Extracted text ▸

Senior Associate, David Hardstaff and Partner, John Binns of BCL Solicitors LLP, explore the UK’s doomed Medical Cannabis (Access) Bill
It is becoming difficult to remember a week in UK- parliamentary politics that wasn’t defined by some sort of alleged scandal or drama. Against this backdrop, you may wonder how any actual work is done over and above the daily fighting of fires and attempts at political survival. For UK-based patients struggling to access much needed cannabis-based medicines, it has been difficult to be heard over the white noise of the daily news cycle. A notable and recent example of this is the ‘talking out’ of the Medical Cannabis (Access) Bill, a Private Member’s Bill sponsored by Labour MP, Jeff Smith.
All controlled drugs in the UK are scheduled according to their potential harm and medical or therapeutic use. 2018 saw the apparent legalisation of medicinal cannabis in the UK, through the rescheduling of cannabis-based medicines from Schedule 1 (controlled drugs with little or no medicinal or therapeutic use) to Schedule 2 of the Misuse of Drugs Regulations 2001. Heralded as a watershed moment within patient and industry circles, the move had broad political support across party lines. However, over three years since the change in the law, the consensus that underpinned it has waned.
Barriers to patient access
Significant barriers to accessing cannabis-based medicinal products are baked into the existing legal and regulatory framework. Further barriers exist due to the lack of funding through the UK’s National Health Service (NHS). The most commonly cited cause is the perceived lack of evidence from UK-based research into the efficacy of cannabis-based medicines. Doctors, who might otherwise be in a position to refer suitable patients to specialists able to prescribe cannabis-based medicines, feel under-equipped through a lack of UK- generated evidence. This chicken and egg problem has highlighted the UK medical establishment’s overreliance on UK-based research in circumstances where the global pool of evidence is significantly more advanced.

Exercise instructions ▸
A - According to the piece on the Medical Cannabis (Access) Bill, which MP sponsored the bill?
B - Continue the piece on the Medical Cannabis (Access) Bill, picking up right after its last sentence.

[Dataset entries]
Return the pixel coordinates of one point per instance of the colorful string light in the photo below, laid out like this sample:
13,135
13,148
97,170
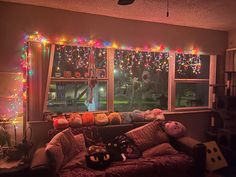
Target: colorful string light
136,56
82,41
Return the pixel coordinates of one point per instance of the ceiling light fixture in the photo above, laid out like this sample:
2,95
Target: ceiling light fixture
125,2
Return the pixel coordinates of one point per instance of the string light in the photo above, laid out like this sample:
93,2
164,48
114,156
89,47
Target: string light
82,41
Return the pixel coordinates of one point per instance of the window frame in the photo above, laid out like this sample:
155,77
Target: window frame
172,81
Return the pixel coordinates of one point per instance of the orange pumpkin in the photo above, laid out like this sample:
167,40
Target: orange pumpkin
87,119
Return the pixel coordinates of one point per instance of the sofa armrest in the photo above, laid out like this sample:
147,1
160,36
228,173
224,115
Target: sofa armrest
193,148
40,165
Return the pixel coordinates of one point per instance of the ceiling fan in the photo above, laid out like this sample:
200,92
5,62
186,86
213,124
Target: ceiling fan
125,2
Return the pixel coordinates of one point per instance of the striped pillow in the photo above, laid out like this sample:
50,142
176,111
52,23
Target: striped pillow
148,135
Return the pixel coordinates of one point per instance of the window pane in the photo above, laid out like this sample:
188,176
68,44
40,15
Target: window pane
191,94
141,80
188,66
73,61
74,96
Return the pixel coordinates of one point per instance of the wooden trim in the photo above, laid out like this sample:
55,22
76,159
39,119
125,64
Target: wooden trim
212,79
49,76
171,82
184,111
191,108
110,95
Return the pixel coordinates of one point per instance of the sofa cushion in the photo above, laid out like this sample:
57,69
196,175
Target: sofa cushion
79,158
148,135
60,122
62,148
176,165
161,149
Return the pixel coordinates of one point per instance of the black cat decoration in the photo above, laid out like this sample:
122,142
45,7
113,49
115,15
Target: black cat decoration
115,152
98,160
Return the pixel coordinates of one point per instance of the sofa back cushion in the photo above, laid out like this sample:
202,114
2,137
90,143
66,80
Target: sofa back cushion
148,135
160,149
62,148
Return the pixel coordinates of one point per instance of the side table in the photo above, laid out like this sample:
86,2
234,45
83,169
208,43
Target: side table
13,168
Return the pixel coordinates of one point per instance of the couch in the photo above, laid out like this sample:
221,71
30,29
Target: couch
189,161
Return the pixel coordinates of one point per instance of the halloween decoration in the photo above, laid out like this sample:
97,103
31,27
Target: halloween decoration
98,160
114,118
75,120
4,137
92,74
60,122
175,129
87,119
125,117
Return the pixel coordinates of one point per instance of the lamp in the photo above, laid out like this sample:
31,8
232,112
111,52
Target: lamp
125,2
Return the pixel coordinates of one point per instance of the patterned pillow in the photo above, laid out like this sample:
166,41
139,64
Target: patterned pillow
175,129
137,116
75,120
161,149
114,118
125,117
127,147
148,135
101,119
91,134
60,122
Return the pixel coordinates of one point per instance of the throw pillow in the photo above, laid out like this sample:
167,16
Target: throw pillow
61,148
87,119
114,118
75,120
148,135
161,149
175,129
137,116
101,119
60,122
125,117
127,147
91,135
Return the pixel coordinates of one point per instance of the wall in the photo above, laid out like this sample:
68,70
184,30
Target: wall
16,19
232,39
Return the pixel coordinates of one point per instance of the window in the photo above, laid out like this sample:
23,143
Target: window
192,80
72,70
140,80
128,80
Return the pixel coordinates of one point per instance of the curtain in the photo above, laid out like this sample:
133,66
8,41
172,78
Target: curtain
37,80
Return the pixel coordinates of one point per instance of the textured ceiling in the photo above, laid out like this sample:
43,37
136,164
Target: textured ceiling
209,14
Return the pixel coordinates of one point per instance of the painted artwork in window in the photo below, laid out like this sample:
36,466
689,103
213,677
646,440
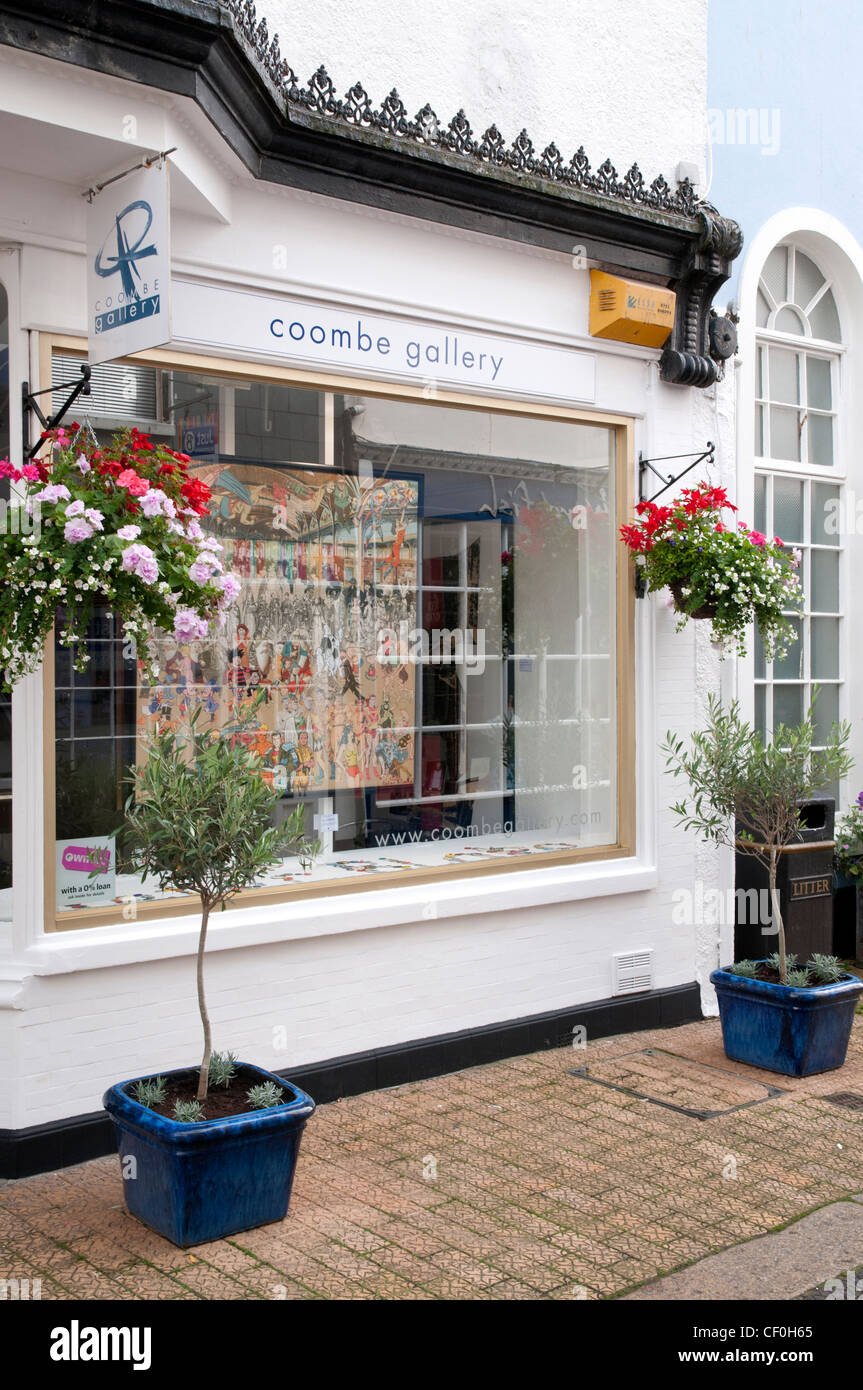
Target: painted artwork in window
328,565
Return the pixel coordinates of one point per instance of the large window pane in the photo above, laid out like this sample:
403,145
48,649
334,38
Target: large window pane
787,705
428,605
788,509
824,648
826,517
784,432
824,571
784,375
790,667
820,439
819,391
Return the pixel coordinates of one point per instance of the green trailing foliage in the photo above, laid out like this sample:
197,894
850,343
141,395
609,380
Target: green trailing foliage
848,854
746,794
824,969
150,1093
266,1096
819,969
798,977
188,1112
223,1068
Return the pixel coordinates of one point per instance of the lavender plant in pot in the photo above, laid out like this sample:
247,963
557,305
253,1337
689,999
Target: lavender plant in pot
746,794
207,1150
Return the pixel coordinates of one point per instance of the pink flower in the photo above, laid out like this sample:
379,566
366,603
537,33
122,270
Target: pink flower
77,530
54,492
189,626
139,559
129,480
229,585
204,567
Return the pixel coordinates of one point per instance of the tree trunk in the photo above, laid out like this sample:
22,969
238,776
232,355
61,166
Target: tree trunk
202,1004
777,916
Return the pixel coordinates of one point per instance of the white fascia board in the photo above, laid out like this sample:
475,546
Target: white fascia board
135,943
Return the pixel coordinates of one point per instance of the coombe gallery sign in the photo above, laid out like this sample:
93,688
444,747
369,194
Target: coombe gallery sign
338,339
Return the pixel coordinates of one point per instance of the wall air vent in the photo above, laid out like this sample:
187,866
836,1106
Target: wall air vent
633,972
120,391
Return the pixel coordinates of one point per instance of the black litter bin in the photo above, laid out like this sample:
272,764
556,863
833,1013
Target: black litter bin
805,886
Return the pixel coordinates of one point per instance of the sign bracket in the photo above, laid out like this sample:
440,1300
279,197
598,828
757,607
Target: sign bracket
706,456
29,402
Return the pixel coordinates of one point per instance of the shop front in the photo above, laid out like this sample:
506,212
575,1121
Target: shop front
418,458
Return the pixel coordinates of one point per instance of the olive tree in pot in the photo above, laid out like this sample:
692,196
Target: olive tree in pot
746,794
211,1150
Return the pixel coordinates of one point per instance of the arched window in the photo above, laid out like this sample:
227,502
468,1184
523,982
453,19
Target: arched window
798,478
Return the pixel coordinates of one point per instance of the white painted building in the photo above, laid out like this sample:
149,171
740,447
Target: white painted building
313,221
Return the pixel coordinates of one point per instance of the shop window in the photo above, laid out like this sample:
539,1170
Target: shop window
796,445
6,704
428,606
795,382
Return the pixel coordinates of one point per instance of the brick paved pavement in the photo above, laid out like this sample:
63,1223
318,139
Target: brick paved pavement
513,1180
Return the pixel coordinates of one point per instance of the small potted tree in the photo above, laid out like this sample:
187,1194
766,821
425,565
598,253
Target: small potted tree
848,880
776,1014
211,1150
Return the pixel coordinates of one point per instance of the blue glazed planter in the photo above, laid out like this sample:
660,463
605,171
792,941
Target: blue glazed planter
210,1179
784,1029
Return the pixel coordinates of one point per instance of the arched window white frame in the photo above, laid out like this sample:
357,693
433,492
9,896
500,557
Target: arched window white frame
798,471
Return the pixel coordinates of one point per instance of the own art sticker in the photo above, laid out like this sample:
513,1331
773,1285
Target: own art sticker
77,859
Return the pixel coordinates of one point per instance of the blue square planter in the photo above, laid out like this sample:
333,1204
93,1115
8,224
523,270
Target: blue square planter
785,1029
213,1178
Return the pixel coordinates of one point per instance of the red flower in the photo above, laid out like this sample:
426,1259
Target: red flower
131,480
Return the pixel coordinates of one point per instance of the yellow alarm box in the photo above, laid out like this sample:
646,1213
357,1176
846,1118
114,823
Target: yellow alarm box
630,312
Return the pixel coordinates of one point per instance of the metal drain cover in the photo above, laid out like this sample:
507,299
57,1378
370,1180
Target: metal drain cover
848,1098
676,1083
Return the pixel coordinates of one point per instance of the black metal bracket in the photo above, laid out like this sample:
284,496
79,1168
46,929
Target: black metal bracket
29,402
706,456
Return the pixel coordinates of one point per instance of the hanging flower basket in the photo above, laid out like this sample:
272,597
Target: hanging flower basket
731,576
680,603
114,527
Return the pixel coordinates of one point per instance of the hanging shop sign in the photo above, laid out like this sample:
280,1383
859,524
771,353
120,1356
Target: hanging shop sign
129,263
338,339
630,312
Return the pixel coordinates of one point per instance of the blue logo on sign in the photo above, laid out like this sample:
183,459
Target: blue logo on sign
124,260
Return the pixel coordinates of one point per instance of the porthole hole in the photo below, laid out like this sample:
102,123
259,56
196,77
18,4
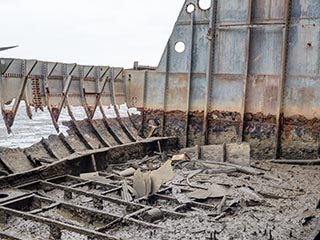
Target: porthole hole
204,4
191,8
180,47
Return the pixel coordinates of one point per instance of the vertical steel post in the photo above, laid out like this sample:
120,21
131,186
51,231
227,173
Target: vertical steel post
283,76
165,94
189,77
210,67
246,70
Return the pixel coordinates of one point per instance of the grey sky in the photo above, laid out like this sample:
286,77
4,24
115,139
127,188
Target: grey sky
98,32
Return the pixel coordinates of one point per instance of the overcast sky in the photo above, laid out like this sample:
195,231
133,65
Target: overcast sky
97,32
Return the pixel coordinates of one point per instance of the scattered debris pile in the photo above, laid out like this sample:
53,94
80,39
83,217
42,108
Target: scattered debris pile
199,193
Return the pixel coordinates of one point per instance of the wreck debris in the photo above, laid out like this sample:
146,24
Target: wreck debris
127,172
152,215
298,162
243,204
212,191
150,182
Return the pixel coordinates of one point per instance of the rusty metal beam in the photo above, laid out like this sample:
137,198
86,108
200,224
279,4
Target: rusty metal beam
55,111
9,115
283,76
114,103
246,70
166,89
210,67
189,77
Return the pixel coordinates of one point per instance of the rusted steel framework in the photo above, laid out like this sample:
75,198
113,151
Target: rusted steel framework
247,70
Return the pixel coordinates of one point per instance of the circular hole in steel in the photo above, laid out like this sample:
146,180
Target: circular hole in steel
204,4
2,195
180,47
191,8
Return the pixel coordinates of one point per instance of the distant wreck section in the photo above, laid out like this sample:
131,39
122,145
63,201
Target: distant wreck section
236,70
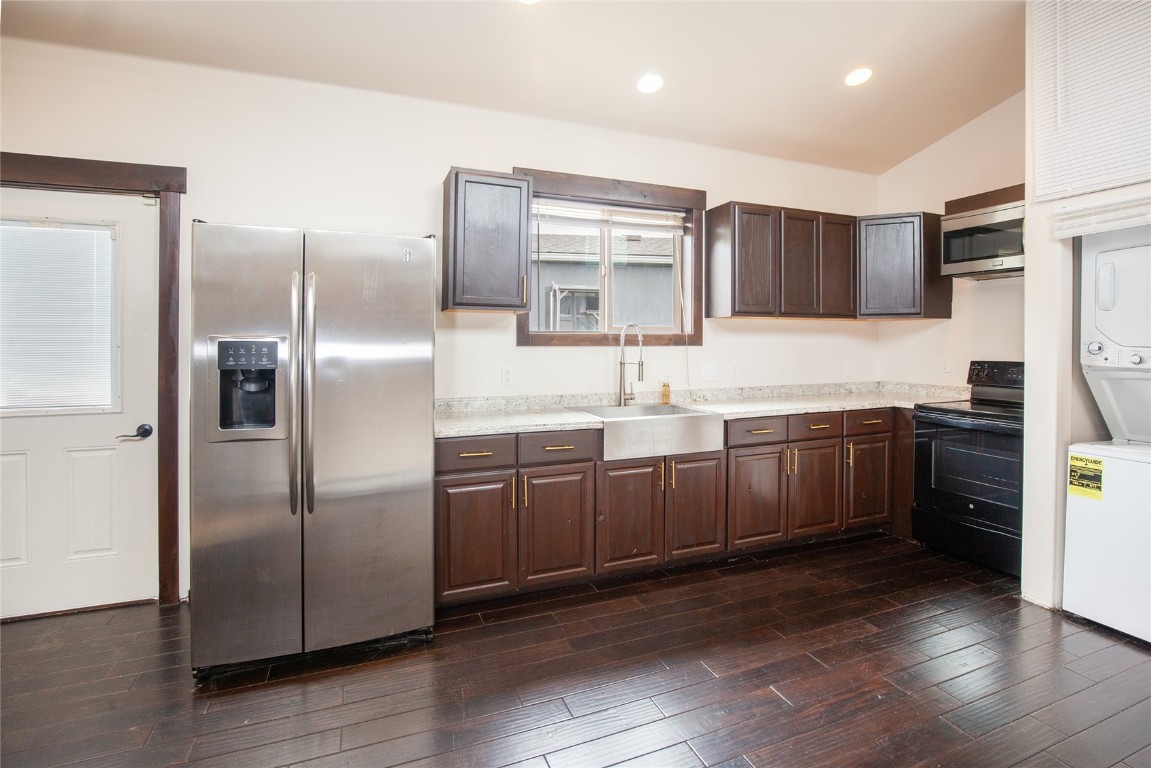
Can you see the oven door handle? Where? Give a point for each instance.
(969, 423)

Results of the exercise ▸
A - Labour MP Jeff Smith sponsored it.

B -
The starkest example of the problem is tied to funding. Since the creation of the definition of ‘cannabis-based product for medicinal use in humans’ (or CBPM) in 2018, and its inclusion in Schedule 2, only a handful of prescriptions have been funded through the NHS. Either patient access was not properly considered when changes to the law were made; or, as a cynic might suggest, the change in the law was only ever intended to be superficial.
A modest and practical solution
The Medical Cannabis (Access) Bill aimed to increase patient access to medicinal cannabis through two primary changes to the current regime. Firstly, the Bill would require the General Medical Council (GMC) to keep a register of General Practitioners (GPs) who may prescribe cannabis-based products in England. It would also enable GPs to prescribe medicinal cannabis products in circumstances where currently only consultants could prescribe.
“All controlled drugs in the UK are scheduled according to their potential harm and medical or therapeutic use. 2018 saw the apparent legalisation of medicinal cannabis in the UK, through the rescheduling of cannabis-based medicines from Schedule 1 (controlled drugs with little or no medicinal or therapeutic use) to Schedule 2 of the Misuse of Drugs Regulations 2001.”
Secondly, the Bill would establish a Commission to propose a framework for the assessment of cannabis- based medicines and their suitability for prescription in England, and to make recommendations of measures to overcome barriers to access to cannabis from the NHS in England for medical reasons. If established, the Commission would have to consider including in the framework evidence from observational studies, conventional controlled trials, and other countries in which cannabis-based medicines are more widely available.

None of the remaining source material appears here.